[Start of Selection]
The desired outcome is instead the following :
(the order of the combinations having the same sum is not important)
(0, 1, 2, 3) SUM: 6
(0, 1, 2, 4) SUM: 7
(0, 1, 2, 5) SUM: 8
(0, 1, 3, 4) SUM: 8
(0, 1, 3, 5) SUM: 9
(0, 2, 3, 4) SUM: 9
(0, 1, 4, 5) SUM: 10
(0, 2, 3, 5) SUM: 10
(1, 2, 3, 4) SUM: 10
(0, 2, 4, 5) SUM: 11
(1, 2, 3, 5) SUM: 11
(0, 3, 4, 5) SUM: 12
(1, 2, 4, 5) SUM: 12
(1, 3, 4, 5) SUM: 13
(2, 3, 4, 5) SUM: 14
A trivial solution would be to generate all the combinations then sort them according to their sum; but this is not really efficient/feasible since the number of combinations becomes huge as n grows.
I also had a quick look to combinatorial Gray Codes but I couldn't find anyone suitable for this problem.
Do you have an idea on how to implement something like this ?
EDIT :
This problem has an alternate (unfortunately not easier) formulation.
Given a set S and a number r, all the possible sums are trivial to find, since they are simply all the numbers from the sum of the first r elements of S to the sum of the last r elements of S.
That being said, if, for each sum T we can efficiently¹ find all the combinations having sum T we solve the original problem since we simply generate them in ascending order.
¹ efficiently means that I don't want to generate all the combinations and discard the ones having a different sum.
EDIT 2:
After #EricLippert suggestion I created the following code:
public static IEnumerable<T[]>
GetCombinationsSortedByIndexSum<T>(this IList<T> pool, int r)
{
int n = pool.Count;
if (r > n)
throw new ArgumentException("r cannot be greater than pool size");
int minSum = ((r - 1) * r) / 2;
int maxSum = (n * (n + 1)) / 2 - ((n - r - 1) * (n - r)) / 2;
for (int sum = minSum; sum <= maxSum; sum++)
{
foreach (var indexes in AllMonotIncrSubseqOfLenMWhichSumToN(0, n - 1, r, sum))
yield return indexes.Select(x => pool[x]).ToArray();
}
}
static IEnumerable<IEnumerable<int>>
AllMonotIncrSubseqOfLenMWhichSumToN(int seqFirstElement, int seqLastElement, int m, int n)
[End of Selection]
[Start of Data section]
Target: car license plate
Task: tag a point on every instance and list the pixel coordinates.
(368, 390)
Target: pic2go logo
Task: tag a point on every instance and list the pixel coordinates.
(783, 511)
[End of Data section]
§ **Required actions**:
1 – From the forum thread on ordering combinations by their sum, transcribe the passage starting at "¹ efficiently means" and ending at "<= maxSum; sum++)".
2 – List every combination in the forum thread on ordering combinations by sum whose sum is shown as 10.
3 – Write the next part of the forum thread on ordering combinations by sum, picking up right after its final line.

§ **Answers in order**:
1 –
¹ efficiently means that I don't want to generate all the combinations and discard the ones having a different sum.
EDIT 2:
After #EricLippert suggestion I created the following code:
public static IEnumerable<T[]>
GetCombinationsSortedByIndexSum<T>(this IList<T> pool, int r)
{
int n = pool.Count;
if (r > n)
throw new ArgumentException("r cannot be greater than pool size");
int minSum = ((r - 1) * r) / 2;
int maxSum = (n * (n + 1)) / 2 - ((n - r - 1) * (n - r)) / 2;
for (int sum = minSum; sum <= maxSum; sum++)

2 –
(0, 1, 4, 5)
(0, 2, 3, 5)
(1, 2, 3, 4)

3 –
{
for (int i = seqFirstElement; i <= seqLastElement - m + 1; i++)
{
if (m == 1)
{
if (i == n)
yield return new int[] { i };
}
else
{
foreach (var el in AllMonotIncrSubseqOfLenMWhichSumToN(i + 1, seqLastElement, m - 1, n - i))
yield return new int[] { i }.Concat(el);
}
}
}
This works fine (hopefully is what Eric meant :P) but I'm still concerned about the complexity of the recursive method. In fact it seems that we're regenerating all the combinations for each sum discarding the ones not summing up to the desired value.
To reduce the complexity of the inner function I found a way to limit the iterations by using effective upper and lower bounds (and now it's really hard to say what is the complexity of this).
Check my answer to see the final code.

The solution I had in mind was:
using System;
using System.Collections.Generic;
using System.Linq;
class Program
{
// Preconditions:
// * items is a sequence of non-negative monotone increasing integers
// * n is the number of items to be in the subsequence
// * sum is the desired sum of that subsequence.
// Result:
// A sequence of subsequences of the original sequence where each
// subsequence has n items and the given sum.
static IEnumerable<IEnumerable<int>> M(IEnumerable<int> items, int sum, int n)
{
// Let's start by taking some easy outs. If the sum is negative
// then there is no solution. If the number of items in the
// subsequence is negative then there is no solution.
if (sum < 0 || n < 0)
yield break;
// If the number of items in the subsequence is zero then
// the only possible solution is if the sum is zero.
if (n == 0)
{
if (sum == 0)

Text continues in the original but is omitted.